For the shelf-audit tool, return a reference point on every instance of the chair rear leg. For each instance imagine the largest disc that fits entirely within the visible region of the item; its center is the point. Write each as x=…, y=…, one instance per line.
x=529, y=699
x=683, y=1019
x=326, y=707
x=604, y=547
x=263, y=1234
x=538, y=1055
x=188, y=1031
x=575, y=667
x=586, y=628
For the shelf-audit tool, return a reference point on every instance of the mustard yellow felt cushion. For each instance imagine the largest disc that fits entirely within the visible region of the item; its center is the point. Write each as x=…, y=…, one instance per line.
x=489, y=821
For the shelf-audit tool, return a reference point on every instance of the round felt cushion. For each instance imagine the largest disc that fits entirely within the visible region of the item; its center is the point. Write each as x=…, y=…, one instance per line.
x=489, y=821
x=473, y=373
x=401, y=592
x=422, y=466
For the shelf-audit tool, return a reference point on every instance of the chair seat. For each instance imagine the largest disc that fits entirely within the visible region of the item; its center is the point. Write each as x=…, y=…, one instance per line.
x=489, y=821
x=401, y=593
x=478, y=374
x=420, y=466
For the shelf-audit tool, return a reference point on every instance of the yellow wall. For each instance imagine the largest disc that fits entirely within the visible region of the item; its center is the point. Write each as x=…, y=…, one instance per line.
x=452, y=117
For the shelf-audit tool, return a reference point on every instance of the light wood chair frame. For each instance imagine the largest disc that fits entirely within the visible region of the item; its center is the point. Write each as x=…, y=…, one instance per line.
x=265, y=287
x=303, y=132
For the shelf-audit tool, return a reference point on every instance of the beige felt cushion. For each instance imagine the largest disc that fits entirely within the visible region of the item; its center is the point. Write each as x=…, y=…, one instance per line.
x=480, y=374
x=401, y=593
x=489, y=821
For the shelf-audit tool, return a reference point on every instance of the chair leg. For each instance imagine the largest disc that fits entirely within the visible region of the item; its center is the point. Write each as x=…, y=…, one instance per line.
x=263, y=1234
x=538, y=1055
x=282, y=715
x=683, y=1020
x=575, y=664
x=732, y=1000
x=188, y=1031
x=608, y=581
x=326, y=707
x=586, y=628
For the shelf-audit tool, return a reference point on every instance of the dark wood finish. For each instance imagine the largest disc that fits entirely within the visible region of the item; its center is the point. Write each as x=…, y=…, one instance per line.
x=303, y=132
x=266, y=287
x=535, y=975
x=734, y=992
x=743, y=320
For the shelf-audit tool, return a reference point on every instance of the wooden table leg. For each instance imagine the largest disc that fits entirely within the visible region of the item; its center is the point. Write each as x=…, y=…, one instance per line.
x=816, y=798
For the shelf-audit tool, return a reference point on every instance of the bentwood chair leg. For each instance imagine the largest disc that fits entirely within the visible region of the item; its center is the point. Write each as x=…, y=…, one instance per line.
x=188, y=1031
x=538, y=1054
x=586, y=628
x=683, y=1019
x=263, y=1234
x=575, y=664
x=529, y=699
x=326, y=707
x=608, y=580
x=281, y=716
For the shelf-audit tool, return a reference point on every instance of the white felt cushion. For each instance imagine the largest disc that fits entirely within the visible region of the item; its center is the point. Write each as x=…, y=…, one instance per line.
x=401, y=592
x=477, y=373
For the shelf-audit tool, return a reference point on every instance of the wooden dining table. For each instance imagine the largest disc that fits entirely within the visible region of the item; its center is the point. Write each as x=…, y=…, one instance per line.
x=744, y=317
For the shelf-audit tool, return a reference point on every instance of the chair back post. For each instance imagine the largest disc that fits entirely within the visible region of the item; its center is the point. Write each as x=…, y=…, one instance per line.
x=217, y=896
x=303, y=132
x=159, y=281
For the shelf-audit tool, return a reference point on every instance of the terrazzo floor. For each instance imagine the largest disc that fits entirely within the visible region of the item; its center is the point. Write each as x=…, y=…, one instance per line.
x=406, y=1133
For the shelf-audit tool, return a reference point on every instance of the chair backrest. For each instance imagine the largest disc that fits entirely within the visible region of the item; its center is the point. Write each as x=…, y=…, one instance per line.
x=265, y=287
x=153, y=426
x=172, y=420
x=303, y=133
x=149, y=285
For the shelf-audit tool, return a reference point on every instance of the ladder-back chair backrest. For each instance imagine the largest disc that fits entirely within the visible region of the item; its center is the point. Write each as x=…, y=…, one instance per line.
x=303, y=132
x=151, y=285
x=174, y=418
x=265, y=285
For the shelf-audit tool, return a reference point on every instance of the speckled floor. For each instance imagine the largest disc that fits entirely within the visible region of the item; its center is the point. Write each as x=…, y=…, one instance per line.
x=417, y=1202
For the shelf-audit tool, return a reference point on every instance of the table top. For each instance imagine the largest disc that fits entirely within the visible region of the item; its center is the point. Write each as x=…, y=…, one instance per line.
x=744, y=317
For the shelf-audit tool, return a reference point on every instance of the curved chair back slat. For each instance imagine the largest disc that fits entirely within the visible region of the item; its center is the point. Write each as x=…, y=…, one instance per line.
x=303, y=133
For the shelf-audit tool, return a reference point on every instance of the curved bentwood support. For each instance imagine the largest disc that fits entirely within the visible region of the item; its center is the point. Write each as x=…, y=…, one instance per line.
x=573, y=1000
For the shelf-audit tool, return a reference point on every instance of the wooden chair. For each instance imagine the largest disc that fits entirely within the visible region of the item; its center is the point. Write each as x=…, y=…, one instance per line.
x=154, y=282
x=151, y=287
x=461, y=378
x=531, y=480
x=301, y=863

TASK OBJECTIVE: When you answer, return each line of the material exactly as it was written.

REPLY:
For the shelf-audit tool, return a reference point on every instance of the chair rear leg. For each instance imagine the largest disc that fits entirely within the visible region of the item; its center is the point. Write each as x=…, y=…, one instance per line.
x=529, y=699
x=683, y=1019
x=326, y=707
x=604, y=547
x=263, y=1234
x=538, y=1055
x=188, y=1031
x=575, y=667
x=586, y=628
For the shelf-audit tool, return a reference point on every instance of the mustard yellow felt cushion. For each instance imagine the largest disc that fits entirely within the visible region of the item; its center is the point. Write each as x=…, y=…, one instance per line.
x=489, y=821
For the shelf-audit tool, return a reference point on every instance of the round felt cushion. For each instance imagine the largest disc that fits entirely within the visible region of the item; its center is the point. Write each as x=…, y=…, one instance per line.
x=489, y=821
x=473, y=373
x=401, y=592
x=422, y=466
For the shelf-audit tool, return a reference point on every instance of the chair seat. For each instance imagine the largest disc that fits entirely within the visible region of the item; its center is the point. Write each as x=…, y=…, one instance per line.
x=489, y=821
x=401, y=593
x=478, y=374
x=420, y=466
For the shelf-audit tool, return a reference point on every instance of the yellow wall. For each instance imagine the largest disc that fits entirely within the visible region of the item; its center is the point. Write each as x=…, y=…, one instance per line.
x=452, y=117
For the shelf-audit tool, return a reference point on every instance of the light wood chair frame. For each instance imagine the largest disc that fits entirely within the visible region of the item; its center is the point. Write each as x=…, y=…, one instance per line.
x=265, y=287
x=303, y=132
For the shelf-audit tool, return a reference point on every instance of the beige felt cushion. For each instance imagine the largest disc that fits entirely within the visible region of the item; its center is the point. Write each as x=…, y=…, one instance per line.
x=480, y=374
x=401, y=593
x=489, y=821
For the shelf-audit tool, return a reference point on every instance of the chair leg. For each instance imagine the largest disc that fits entirely within the visible region of the item; its center is the point. Write each as x=…, y=…, one instance per line.
x=263, y=1234
x=538, y=1055
x=282, y=715
x=683, y=1020
x=575, y=664
x=732, y=1000
x=188, y=1031
x=608, y=581
x=326, y=707
x=586, y=628
For the shelf-audit tool, return a reference point on every instance of the dark wood finish. For each instance imagine the largest disc that fits entirely within the visible region of the item; its center is the point. Write each as x=…, y=…, one instance per line.
x=303, y=132
x=266, y=287
x=535, y=975
x=734, y=992
x=743, y=320
For the shelf-audit tool, return a reference point on every instance of the wooden table leg. For each instance imagine the largest disc that fits entirely within the visible region of the item; its center is the point. Write each as x=…, y=…, one instance per line.
x=816, y=798
For the shelf-audit tool, return a reference point on every instance of the bentwood chair leg. For each instance imagine the largest disc that fits entirely within the visible region of the item; its center is the point. Write each as x=…, y=…, one instance per line.
x=188, y=1031
x=538, y=1054
x=586, y=628
x=683, y=1019
x=263, y=1234
x=575, y=664
x=529, y=699
x=326, y=707
x=608, y=580
x=281, y=716
For the shelf-audit tool, return a reference point on every instance of the white felt cushion. For each instance imagine the largest disc that fits entirely within the visible region of the item; its center is the point. Write each as x=…, y=…, one instance per line.
x=401, y=592
x=477, y=373
For the shelf-audit tool, return a reference point on every instance of the wooden dining table. For each instance imagine the largest disc that fits entirely within the visible region of the item; its center is the point. Write each as x=…, y=…, one instance per line.
x=744, y=317
For the shelf-audit tool, return a reference point on every instance of the chair back post. For each instance imagine the largest disc that fits entirely within the visible region of the item; its center is the point. Write each as x=…, y=…, one instance per line.
x=217, y=896
x=303, y=132
x=159, y=281
For the shelf-audit tool, return a reference point on every instance of the terrazzo floor. For each instance imagine the largest disc that fits entirely within the visible region of the item; its center is the point. Write each as x=…, y=…, one instance per line.
x=406, y=1133
For the shelf-audit tool, return a reference point on every instance of the chair backrest. For each instance imagine the largest disc that fits entirely within the visible region of the item; its center is the point. Write each as x=…, y=…, one instance per line.
x=265, y=287
x=153, y=426
x=172, y=420
x=303, y=133
x=149, y=285
For the shelf-audit tool, return a reference point on every instance of the ladder-back chair backrest. For each instance imagine the largest disc that fits entirely within the visible region of the item; its center is the point. Write each as x=…, y=…, one instance per line.
x=303, y=132
x=151, y=285
x=174, y=418
x=265, y=285
For the shelf-audit tool, return a reference point on every instance of the speckled floor. For each instance imagine the largest disc that fits entirely within the visible region of the item; its center is the point. Write each as x=…, y=…, one instance per line.
x=417, y=1202
For the shelf-audit tool, return a reference point on every instance of the table top. For each instance imagine the largest disc that fits entirely within the visible region of the item; its center is the point. Write each as x=…, y=…, one instance per line.
x=744, y=317
For the shelf-audit tool, return a reference point on every instance of the curved chair back slat. For each instance imagine the largest disc that fits entirely within the visible region of the item; its center is the point. Write each as x=…, y=…, one instance per line.
x=303, y=133
For the shelf-audit tool, return a reference point on every instance of the curved bentwood support. For each instance imagine the largest disc that fits entirely within the visible region of the item; its center is the point. Write each as x=…, y=…, one instance per line.
x=573, y=1000
For the shelf-audit tool, return a reference point on every instance of the wooden chair. For each instance imagine the largest disc that fits entirely within the visible region of the item; its center is the point. Write each as x=…, y=…, one instance per line.
x=154, y=282
x=151, y=287
x=461, y=378
x=531, y=480
x=301, y=863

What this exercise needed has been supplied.